* Exercise instructions:
Copy word for word the rows below, starting at the line with "Find the asphalt" and continuing up to and including the line with "54), (11, 7)]".

* Records to process:
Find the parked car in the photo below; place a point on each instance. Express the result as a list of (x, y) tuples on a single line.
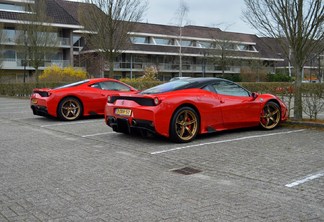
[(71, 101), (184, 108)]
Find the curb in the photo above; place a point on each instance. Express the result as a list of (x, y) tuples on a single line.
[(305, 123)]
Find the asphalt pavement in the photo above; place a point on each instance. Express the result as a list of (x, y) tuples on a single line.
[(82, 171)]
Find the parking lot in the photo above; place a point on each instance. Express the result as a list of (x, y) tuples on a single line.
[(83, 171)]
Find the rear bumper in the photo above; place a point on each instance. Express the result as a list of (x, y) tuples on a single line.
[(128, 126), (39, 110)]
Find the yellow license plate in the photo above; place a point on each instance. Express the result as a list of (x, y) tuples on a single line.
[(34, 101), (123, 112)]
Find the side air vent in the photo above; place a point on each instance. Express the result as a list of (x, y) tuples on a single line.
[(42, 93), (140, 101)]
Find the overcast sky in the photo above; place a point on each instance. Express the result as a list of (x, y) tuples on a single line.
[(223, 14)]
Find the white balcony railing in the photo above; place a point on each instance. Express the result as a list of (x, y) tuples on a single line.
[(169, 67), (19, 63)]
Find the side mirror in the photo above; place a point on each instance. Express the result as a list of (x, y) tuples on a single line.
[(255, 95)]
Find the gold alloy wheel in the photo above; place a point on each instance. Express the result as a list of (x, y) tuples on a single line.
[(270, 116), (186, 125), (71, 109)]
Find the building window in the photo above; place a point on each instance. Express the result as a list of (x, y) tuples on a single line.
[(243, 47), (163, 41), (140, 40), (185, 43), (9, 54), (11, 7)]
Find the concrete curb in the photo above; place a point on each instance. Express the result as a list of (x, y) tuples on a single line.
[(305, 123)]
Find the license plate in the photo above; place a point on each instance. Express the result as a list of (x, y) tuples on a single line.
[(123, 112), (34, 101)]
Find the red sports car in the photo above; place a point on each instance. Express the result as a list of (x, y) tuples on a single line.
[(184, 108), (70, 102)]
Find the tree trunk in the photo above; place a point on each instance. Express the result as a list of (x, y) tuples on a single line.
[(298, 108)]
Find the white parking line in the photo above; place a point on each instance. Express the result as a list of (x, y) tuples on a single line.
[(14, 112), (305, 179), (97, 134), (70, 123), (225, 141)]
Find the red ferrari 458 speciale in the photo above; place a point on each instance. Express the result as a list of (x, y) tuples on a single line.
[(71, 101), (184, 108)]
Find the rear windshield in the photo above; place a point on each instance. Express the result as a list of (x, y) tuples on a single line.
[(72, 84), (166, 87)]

==

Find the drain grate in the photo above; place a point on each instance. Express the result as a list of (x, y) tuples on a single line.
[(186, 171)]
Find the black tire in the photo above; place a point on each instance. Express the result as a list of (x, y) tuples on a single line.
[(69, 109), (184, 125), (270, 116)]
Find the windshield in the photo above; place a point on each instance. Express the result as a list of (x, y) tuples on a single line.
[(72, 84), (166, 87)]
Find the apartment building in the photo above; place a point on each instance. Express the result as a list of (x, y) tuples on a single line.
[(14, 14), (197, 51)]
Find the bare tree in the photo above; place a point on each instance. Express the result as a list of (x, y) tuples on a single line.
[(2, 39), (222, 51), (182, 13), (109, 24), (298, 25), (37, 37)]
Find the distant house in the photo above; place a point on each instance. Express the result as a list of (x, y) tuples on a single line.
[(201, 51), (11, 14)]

* Exercise answer:
Find the asphalt pavement in the photo above; place a point on each instance. Express the result as a list of (x, y) tuples on a single line.
[(82, 171)]
Find the parking lot in the photo above; place a point on each instance. Express the result as a list of (x, y) tuples on a single line.
[(83, 171)]
Find the rear bumper in the photo above; place a point on each instance. Express the result as a list of (x, y) tuples on a single line.
[(128, 126), (39, 110)]
Find the yellow license plate in the photo above; place a point on each instance. Express the result as a list of (x, y) tuples on a single line.
[(34, 101), (123, 112)]
Find the side air vent in the photo above; place a point on each instance. Express the result as a list of (x, y) tuples on a single line.
[(42, 93), (140, 101)]
Find the overcast sky in the photo above; place a point on each instance. Express the result as a list of (x, y) tuples on a single line.
[(223, 14)]
Find the white balcony railing in the photo above; place a point on each instance. Express the result as a list of (x, y) tuples on a single line.
[(169, 67), (19, 63)]
Find the side mirror in the photo above; place a point on each instance. Express the result as a list of (x, y) tuples on a single line.
[(255, 95)]
Find the gold alloy wheel in the photo above; place a point on each instance. Express the result as a list of (x, y) tuples on a single line.
[(270, 116), (186, 125), (71, 109)]
Find the building window in the photo above; place a point on each instance. Express the result as a list of (x, y) tuples on a single line.
[(243, 47), (163, 41), (140, 40), (185, 43), (9, 54), (11, 7)]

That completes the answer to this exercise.